**Source passage:**
-- Opening Marker --

Small Radius
My life is mostly lived within a four-mile radius now. Outside of a drive up to Glens Falls for a class or a rare trip into Saratoga or Albany for special provisions, I stay put. This is what really sets my life apart, and in a lot of ways it is closer to how folks in cities live. If you live in a very urban area your world of employment, social needs, entertainment, cabs rides, and basic essentials to human life are a few blocks from your apartment. If you live on a homestead with gardens, a milk goat, and a cart horse it really isn't all that different. The details are, as are the costumes, but the idea of living around your headquarters is the same.
I think for most of suburban and rural America, this kind of lifestyle has grown out of fashion. We are constantly on the move, either for work or play. I know parents of school-aged kids who swear to me it would be impossible to park their car after work on a Friday and not drive it again until Monday morning. Too many play dates, activities, plans and events. One mother told me the only way she doesn't drive forty miles a day is if she is sick. So for some people, their homes have become bedrooms and garages.
I lived like that, too. It didn't stick. Now I go days without leaving the farm, easily a week without going farther than a trip into town. This isn't all that odd around our sort, but to most of modern America the thought of spending weeks in the same place is borderline isolationist. Which is kind of funny since the idea of a motoring society—people who jump into their car and drive for hours a week to commute, shop, eat out, or entertain themselves—are the weirdos in the course of history. It's only in the last hundred years (a blip) that such travel was normal. It's a by product of living in a world of cheap and abundant energy. Before gasoline and jet fuel, travel across the state (much less across the world!) was a rarity. I live my life close to the place that feeds me. It seems quaint and near-mythical in these times but certainly it is the most "normal" way to live in human history for middle classes. At least as far as the records state.
We're supposed to want to travel, constantly. We're being fed the same story over and over: growth and enlightenment happens when you put yourself out of your comfort zone. I agree with this, but I don't think you need a plane ticket to find your center. For some people, getting out of their comfort zone is a temple in India or on the sidelines of a Mongol horse race. For others, it's learning how to take a goat's rectal temperature. You grow when you meet your limits. And our own limits might include jet fuel or hames and harness. It's part of the neat juicy DNA that makes us all different and interesting.
And I know this, but I feel anxiety about my lack of desire for travel outside Washington County. I don't want to leave, and while I know that is perfectly okay and par for my life choices, I still can't help squirming when I read things like Eat, Pray, Love or watch some documentary on Tigers in Siberia. There is a big world outside the Shire and even Hobbits are known to go on the occasional adventure....Perhaps in the future I will crave and desire speaking Gaelic to a man on the Isle of Skye or load up a backpack for a trek across mountains of Korea. Tonight I just want to sit by the fire and plan tomorrow's pig harvest. My adventures are right outside my own front door these days. Why am I being told it's not enough?
My triangle of experience may be less glamorous than Miss Gilbert's, But I think both me and Liz learn about life by seeking spirit and adventure. Her's involved Italian food, Ashrams, and Bali. Mine involves homemade bread, stone circles, and a mountain farm. They both sound like Eat, Pray, Love to me.

-- Closing Marker --

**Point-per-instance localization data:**

-- Opening Marker --

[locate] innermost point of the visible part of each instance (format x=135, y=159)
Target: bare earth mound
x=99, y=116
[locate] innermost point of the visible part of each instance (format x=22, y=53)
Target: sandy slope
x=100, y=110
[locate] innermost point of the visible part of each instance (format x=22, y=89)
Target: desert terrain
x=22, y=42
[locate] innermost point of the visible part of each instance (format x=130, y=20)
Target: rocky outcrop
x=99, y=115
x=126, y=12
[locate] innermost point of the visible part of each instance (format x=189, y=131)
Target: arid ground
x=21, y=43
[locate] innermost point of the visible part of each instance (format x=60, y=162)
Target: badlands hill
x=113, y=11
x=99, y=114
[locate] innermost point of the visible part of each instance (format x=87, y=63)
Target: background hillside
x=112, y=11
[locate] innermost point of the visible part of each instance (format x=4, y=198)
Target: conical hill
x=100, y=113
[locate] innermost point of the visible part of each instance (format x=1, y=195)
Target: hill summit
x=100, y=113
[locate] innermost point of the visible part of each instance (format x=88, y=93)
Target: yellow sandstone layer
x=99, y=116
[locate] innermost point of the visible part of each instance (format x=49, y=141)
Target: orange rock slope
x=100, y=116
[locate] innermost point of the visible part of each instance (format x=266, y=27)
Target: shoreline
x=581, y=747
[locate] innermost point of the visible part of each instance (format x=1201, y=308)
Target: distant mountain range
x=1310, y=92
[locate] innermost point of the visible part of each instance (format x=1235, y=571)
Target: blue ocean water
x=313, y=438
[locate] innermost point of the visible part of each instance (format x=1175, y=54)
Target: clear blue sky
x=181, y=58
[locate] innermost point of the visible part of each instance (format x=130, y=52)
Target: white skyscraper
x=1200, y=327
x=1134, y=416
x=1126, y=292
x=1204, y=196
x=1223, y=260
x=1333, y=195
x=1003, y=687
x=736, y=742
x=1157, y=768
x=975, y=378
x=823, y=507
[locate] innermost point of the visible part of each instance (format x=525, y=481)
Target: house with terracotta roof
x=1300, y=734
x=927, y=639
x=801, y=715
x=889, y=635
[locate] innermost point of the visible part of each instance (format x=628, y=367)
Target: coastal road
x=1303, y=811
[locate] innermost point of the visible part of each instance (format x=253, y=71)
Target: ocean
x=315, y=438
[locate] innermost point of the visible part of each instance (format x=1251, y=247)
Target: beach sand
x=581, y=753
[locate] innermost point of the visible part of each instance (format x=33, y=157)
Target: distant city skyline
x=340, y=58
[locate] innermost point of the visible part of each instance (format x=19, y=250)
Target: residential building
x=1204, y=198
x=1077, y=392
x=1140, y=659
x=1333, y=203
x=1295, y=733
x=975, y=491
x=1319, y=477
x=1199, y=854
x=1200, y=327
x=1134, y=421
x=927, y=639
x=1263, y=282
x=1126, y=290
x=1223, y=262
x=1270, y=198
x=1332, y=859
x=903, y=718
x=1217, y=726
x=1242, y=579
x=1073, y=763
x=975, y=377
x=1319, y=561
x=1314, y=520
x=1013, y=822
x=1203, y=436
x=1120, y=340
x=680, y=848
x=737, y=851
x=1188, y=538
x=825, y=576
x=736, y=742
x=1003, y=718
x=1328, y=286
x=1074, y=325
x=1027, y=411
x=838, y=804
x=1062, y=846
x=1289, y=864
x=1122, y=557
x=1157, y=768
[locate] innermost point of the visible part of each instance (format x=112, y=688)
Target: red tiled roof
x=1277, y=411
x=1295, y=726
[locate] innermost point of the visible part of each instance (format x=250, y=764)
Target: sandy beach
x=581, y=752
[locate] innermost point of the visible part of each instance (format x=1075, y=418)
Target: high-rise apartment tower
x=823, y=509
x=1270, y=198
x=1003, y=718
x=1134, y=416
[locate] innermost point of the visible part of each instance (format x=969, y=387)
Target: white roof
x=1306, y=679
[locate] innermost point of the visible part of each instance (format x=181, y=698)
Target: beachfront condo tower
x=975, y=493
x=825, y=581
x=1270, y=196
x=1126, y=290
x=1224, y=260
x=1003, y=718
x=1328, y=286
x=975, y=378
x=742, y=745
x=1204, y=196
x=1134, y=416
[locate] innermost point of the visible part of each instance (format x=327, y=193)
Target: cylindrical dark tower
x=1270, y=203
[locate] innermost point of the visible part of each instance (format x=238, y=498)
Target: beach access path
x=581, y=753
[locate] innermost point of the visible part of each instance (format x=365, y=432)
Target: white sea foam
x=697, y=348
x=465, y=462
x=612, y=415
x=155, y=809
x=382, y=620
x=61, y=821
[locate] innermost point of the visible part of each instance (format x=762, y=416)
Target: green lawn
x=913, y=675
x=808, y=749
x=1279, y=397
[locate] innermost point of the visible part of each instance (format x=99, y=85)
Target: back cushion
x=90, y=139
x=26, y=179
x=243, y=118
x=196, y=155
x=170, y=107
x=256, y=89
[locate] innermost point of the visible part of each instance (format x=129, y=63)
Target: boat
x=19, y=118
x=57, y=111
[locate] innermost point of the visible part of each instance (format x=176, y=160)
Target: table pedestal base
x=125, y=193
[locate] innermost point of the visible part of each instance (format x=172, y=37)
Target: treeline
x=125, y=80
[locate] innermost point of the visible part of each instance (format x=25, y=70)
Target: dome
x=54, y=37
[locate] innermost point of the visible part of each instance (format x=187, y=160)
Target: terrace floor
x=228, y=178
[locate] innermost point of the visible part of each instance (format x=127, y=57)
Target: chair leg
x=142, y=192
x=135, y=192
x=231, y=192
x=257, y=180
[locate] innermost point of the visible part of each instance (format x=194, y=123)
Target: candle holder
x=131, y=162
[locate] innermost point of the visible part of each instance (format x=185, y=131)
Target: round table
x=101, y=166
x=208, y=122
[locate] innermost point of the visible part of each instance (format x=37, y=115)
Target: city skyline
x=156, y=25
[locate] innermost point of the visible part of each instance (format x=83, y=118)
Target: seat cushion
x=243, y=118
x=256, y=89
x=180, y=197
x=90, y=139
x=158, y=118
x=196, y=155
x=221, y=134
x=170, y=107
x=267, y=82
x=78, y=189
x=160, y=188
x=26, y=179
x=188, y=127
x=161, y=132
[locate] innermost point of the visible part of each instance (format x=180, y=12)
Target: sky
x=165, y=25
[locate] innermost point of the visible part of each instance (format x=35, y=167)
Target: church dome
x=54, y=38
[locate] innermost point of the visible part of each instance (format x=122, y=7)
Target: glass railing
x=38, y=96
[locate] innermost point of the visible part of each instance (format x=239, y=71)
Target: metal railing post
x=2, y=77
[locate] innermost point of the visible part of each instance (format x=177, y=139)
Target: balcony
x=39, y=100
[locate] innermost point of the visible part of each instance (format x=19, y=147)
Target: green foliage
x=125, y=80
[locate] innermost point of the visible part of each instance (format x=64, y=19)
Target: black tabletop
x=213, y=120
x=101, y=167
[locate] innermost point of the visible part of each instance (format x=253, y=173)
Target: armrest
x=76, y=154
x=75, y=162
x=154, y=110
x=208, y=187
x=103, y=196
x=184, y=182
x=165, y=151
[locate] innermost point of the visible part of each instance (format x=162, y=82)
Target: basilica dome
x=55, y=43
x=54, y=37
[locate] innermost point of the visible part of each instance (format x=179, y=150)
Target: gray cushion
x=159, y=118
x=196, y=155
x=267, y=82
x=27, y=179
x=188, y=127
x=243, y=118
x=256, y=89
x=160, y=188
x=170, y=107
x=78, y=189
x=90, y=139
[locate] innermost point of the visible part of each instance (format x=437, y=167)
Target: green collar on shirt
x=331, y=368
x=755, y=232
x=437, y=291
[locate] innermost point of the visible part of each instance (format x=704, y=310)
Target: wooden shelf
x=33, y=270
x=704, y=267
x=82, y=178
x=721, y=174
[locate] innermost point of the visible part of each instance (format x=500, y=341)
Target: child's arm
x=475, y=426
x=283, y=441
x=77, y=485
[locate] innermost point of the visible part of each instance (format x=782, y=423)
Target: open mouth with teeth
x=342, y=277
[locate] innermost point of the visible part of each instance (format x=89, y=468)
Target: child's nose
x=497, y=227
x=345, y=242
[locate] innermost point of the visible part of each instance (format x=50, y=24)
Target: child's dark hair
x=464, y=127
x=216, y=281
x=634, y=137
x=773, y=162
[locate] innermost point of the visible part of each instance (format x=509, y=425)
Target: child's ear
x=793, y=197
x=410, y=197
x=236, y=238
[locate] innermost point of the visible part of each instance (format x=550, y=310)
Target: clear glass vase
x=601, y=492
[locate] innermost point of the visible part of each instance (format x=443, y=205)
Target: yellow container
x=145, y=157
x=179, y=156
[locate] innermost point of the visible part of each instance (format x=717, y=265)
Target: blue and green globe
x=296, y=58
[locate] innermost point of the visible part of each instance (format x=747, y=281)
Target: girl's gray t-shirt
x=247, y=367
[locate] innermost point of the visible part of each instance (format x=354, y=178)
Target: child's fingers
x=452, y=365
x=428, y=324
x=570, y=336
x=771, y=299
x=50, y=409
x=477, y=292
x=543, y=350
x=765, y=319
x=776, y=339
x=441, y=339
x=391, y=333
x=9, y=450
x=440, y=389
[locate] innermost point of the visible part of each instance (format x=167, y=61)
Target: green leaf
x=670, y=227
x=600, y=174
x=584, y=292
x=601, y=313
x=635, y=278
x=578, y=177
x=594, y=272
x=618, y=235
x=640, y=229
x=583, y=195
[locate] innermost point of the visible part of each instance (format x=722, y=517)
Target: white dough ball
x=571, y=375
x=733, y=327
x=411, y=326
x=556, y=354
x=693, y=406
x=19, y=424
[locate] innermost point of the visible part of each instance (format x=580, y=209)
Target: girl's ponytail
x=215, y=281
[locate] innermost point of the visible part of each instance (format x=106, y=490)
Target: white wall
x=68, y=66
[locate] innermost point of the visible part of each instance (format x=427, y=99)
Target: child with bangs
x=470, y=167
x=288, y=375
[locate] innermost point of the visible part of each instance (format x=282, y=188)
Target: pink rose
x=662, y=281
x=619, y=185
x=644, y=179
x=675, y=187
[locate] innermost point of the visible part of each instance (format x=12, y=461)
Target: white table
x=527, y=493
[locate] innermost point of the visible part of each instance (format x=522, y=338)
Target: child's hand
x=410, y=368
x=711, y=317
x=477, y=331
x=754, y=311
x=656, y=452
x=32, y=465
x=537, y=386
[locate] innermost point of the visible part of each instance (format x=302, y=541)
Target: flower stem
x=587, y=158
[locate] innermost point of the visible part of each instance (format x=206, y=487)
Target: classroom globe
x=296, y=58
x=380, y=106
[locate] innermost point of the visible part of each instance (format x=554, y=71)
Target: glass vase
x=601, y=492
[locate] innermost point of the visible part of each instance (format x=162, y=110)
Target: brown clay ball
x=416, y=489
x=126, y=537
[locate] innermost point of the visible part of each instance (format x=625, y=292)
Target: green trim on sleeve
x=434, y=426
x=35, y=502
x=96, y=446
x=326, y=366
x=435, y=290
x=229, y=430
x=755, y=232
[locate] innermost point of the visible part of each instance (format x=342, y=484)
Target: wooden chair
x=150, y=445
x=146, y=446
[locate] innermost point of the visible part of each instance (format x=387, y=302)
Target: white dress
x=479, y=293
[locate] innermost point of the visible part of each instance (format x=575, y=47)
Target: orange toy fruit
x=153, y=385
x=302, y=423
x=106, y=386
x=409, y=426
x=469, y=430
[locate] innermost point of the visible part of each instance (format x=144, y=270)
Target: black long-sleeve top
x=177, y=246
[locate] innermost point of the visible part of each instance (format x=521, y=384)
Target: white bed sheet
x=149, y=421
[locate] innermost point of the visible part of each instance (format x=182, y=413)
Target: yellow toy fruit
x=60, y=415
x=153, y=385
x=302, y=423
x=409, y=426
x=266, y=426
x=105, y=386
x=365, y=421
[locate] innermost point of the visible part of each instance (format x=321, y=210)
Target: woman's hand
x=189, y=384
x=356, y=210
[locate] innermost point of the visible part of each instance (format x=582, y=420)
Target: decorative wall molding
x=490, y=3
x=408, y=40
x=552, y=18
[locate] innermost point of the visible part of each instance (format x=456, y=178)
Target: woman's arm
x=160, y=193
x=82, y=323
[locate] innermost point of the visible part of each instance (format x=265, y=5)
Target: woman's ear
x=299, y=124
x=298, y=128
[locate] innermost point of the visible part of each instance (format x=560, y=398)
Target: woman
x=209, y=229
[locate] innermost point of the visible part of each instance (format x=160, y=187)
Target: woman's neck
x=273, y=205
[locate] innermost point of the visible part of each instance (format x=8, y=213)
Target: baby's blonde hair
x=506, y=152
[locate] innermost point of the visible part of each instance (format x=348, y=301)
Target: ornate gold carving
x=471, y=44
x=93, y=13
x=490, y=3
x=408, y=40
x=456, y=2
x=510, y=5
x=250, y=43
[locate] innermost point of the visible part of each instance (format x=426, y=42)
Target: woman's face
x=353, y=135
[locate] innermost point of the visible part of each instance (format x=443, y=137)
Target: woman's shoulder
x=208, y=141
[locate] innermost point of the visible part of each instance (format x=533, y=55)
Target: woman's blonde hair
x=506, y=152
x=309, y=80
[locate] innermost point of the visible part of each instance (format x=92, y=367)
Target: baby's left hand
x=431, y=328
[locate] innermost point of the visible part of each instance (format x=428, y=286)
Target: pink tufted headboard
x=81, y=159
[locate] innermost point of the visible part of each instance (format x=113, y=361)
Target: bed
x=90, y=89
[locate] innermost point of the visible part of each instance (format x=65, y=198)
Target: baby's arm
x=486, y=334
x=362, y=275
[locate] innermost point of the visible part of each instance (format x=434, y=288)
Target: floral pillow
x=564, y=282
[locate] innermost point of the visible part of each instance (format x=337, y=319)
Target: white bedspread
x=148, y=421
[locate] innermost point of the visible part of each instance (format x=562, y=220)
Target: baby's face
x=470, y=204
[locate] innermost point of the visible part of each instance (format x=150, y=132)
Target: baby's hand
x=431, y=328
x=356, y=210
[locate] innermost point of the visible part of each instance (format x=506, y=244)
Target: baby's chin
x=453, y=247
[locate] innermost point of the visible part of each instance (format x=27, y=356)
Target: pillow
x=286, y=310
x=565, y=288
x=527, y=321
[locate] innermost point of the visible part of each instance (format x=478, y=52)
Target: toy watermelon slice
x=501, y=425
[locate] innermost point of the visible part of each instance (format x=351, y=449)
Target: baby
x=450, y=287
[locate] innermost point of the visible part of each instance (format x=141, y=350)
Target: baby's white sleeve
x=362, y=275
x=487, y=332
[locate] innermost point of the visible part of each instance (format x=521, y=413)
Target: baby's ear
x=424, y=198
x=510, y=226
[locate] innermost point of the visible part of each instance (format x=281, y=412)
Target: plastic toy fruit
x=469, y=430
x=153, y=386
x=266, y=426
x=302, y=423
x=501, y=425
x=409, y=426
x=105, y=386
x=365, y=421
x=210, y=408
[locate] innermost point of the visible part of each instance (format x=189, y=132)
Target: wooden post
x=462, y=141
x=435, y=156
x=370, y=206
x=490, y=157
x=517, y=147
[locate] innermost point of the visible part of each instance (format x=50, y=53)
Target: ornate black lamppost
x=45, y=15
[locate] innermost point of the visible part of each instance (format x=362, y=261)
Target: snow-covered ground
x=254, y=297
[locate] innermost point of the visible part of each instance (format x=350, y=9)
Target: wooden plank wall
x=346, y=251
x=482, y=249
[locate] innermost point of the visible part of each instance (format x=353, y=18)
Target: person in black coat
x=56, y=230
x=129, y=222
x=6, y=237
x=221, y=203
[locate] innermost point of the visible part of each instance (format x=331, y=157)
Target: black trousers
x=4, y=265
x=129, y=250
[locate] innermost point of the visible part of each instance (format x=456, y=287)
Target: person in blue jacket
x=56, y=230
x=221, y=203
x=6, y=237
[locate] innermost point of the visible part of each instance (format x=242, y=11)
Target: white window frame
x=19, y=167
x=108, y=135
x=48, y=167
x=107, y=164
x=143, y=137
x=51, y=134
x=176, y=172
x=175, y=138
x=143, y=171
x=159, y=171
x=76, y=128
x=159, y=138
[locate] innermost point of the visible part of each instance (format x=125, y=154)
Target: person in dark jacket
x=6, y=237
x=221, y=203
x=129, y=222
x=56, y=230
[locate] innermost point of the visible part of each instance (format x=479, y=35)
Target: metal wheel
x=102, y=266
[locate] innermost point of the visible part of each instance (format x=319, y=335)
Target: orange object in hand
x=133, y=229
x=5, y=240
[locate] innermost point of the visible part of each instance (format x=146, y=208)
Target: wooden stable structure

-- Closing Marker --

**What the exercise asks:** Rewrite the passage of the essay on living within a small radius starting at "My triangle of" and ending at "Love to me.", putting "stone walls" in place of "stone circles".

**Written reply:**
My triangle of experience may be less glamorous than Miss Gilbert's, But I think both me and Liz learn about life by seeking spirit and adventure. Her's involved Italian food, Ashrams, and Bali. Mine involves homemade bread, stone walls, and a mountain farm. They both sound like Eat, Pray, Love to me.